Problem requirements:
Pull out each line of the data that contains the word "would". Case counts.

- - -

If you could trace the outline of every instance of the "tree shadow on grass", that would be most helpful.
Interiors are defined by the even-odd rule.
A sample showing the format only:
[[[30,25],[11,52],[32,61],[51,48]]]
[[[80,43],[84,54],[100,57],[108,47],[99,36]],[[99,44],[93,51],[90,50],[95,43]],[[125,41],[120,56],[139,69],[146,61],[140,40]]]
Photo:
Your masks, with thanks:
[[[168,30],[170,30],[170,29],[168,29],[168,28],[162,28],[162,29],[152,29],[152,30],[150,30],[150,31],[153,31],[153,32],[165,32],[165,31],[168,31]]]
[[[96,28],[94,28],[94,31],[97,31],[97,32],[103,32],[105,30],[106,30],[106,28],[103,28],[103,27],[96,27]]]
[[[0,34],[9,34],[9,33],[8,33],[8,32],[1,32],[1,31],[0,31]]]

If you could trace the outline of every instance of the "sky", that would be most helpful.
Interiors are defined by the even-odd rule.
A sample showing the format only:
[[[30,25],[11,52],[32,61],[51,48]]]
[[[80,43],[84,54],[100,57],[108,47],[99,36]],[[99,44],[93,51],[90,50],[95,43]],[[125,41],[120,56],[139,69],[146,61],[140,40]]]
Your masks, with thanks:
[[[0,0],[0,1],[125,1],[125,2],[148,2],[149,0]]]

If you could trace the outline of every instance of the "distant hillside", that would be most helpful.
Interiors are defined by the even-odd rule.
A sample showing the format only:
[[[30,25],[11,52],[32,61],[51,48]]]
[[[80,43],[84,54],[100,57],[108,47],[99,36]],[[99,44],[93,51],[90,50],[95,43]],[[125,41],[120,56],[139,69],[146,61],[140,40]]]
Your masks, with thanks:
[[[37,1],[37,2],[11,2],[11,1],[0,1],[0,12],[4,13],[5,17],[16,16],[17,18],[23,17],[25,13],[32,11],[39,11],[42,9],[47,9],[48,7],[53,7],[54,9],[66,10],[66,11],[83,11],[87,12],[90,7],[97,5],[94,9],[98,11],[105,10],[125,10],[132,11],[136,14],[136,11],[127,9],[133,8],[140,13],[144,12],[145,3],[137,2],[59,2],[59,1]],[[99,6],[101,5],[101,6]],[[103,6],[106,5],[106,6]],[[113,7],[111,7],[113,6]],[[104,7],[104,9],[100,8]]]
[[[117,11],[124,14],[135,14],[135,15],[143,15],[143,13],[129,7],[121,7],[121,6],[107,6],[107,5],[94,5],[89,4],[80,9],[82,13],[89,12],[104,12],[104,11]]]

- - -

Response to this task:
If you could trace the outline of every instance of the "tree shadow on grass", that would be most helpful.
If you could trace the outline of every instance of the "sky", that would be most helpful.
If you could trace the outline of every instance of the "distant hillside", that would be most helpful.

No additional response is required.